What the task asks: Your answer should be the lines below from the one holding "written like (497,261)." through the one holding "written like (376,376).", copied exactly and with nothing else.

= = = = = = =

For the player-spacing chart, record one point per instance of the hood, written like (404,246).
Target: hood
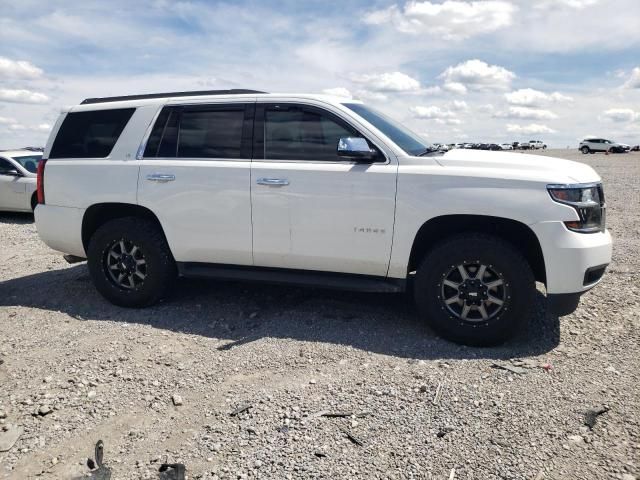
(521,165)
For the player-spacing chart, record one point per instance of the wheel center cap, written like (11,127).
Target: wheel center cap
(127,263)
(473,291)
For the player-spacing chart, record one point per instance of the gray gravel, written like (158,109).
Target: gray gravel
(160,384)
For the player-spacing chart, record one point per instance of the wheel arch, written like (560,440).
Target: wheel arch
(514,232)
(100,213)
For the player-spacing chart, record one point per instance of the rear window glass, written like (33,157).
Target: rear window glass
(213,134)
(90,134)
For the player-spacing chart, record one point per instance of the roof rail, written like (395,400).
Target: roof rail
(234,91)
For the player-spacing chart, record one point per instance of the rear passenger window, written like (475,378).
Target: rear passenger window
(90,134)
(293,133)
(211,133)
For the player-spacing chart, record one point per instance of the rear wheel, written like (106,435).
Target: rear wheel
(130,262)
(475,289)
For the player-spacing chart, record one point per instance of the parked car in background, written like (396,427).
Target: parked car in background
(536,145)
(315,190)
(18,180)
(592,145)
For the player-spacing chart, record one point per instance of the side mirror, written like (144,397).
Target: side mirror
(11,172)
(355,148)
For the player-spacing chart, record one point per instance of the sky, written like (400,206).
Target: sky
(453,71)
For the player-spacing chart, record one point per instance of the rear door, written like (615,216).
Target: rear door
(195,177)
(12,188)
(311,209)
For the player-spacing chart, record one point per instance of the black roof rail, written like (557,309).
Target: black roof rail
(233,91)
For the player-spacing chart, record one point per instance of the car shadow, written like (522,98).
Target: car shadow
(16,218)
(241,313)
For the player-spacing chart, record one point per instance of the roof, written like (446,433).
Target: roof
(19,153)
(146,96)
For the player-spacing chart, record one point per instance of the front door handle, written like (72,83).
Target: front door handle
(273,182)
(161,177)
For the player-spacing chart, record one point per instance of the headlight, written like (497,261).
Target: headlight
(588,201)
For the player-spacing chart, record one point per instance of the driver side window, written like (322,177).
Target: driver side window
(6,167)
(296,132)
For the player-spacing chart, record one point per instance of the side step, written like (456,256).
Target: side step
(281,276)
(73,259)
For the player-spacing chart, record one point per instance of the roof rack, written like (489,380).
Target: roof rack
(234,91)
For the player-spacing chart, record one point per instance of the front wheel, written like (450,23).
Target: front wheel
(475,289)
(130,262)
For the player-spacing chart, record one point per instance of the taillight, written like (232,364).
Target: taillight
(40,181)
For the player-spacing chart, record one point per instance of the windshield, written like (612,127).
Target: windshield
(403,137)
(29,162)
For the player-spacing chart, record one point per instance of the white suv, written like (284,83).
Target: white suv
(316,190)
(592,145)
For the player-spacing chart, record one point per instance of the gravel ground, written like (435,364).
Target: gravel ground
(160,384)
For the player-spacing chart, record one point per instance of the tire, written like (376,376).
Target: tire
(147,271)
(504,266)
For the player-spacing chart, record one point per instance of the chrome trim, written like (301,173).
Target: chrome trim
(273,182)
(161,177)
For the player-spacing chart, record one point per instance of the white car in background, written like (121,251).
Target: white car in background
(18,180)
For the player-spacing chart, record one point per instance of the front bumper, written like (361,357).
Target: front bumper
(574,262)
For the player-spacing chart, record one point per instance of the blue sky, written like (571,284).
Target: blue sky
(492,70)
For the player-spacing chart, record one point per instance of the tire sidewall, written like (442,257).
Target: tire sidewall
(157,267)
(504,260)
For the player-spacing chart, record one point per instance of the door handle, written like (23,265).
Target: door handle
(273,182)
(161,177)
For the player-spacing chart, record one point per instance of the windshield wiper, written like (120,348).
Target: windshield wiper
(427,151)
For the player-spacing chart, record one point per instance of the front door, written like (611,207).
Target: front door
(311,209)
(195,177)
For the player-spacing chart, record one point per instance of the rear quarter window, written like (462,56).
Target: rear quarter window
(90,134)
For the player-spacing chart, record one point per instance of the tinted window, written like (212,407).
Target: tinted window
(6,166)
(29,162)
(211,133)
(151,150)
(401,136)
(90,134)
(294,133)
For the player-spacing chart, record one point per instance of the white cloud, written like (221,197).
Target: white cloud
(22,96)
(621,115)
(431,112)
(529,97)
(455,87)
(529,129)
(338,92)
(451,19)
(634,79)
(18,69)
(388,82)
(577,4)
(527,113)
(367,95)
(478,75)
(459,105)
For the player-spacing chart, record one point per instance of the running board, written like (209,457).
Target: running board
(281,276)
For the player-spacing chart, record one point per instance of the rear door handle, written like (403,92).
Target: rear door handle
(161,177)
(273,182)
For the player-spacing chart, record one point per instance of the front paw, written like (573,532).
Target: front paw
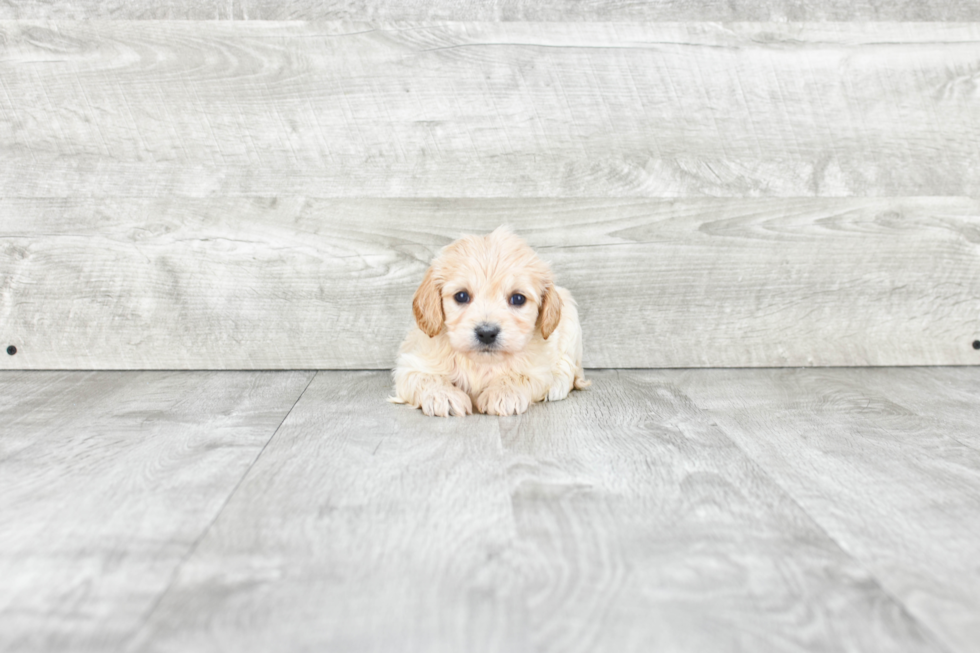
(501,400)
(443,401)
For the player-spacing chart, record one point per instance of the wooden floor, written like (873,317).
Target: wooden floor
(677,510)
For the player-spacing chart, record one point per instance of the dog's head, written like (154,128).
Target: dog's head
(490,294)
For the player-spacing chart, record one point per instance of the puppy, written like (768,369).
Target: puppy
(493,332)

= = = = = = =

Task output:
For the player-spacing chart, record one point per instance of the headlight, written like (497,261).
Target: headlight
(588,201)
For the player-spacing chart, record one point per instance of the driver side window, written like (322,177).
Target: driver side window
(6,167)
(296,132)
For the player-spacing chart, record one point per instance of the side step, written like (456,256).
Target: side step
(281,276)
(73,259)
For the player-spacing chart, record one point per instance of the roof rack, written like (489,380).
Target: roof rack
(234,91)
For the player-spacing chart, record one point per instance of the front wheel, written like (450,23).
Target: front wheel
(475,289)
(130,262)
For the player-spacing chart, record one point per instance of the taillight, written like (232,364).
Target: taillight
(40,181)
For the player-spacing chart, record one point per instance of the windshield, written like (612,127).
Target: windshield
(403,137)
(29,162)
For the player-spacing chart, record one point per instance of the white suv, written like (284,83).
Target: white suv
(316,190)
(592,145)
For the player-spacing chart, record one point per instance of the gravel ground, written like (435,364).
Target: gravel ground
(160,384)
For the player-spacing chart, record one point per instance of the tire, written like (376,376).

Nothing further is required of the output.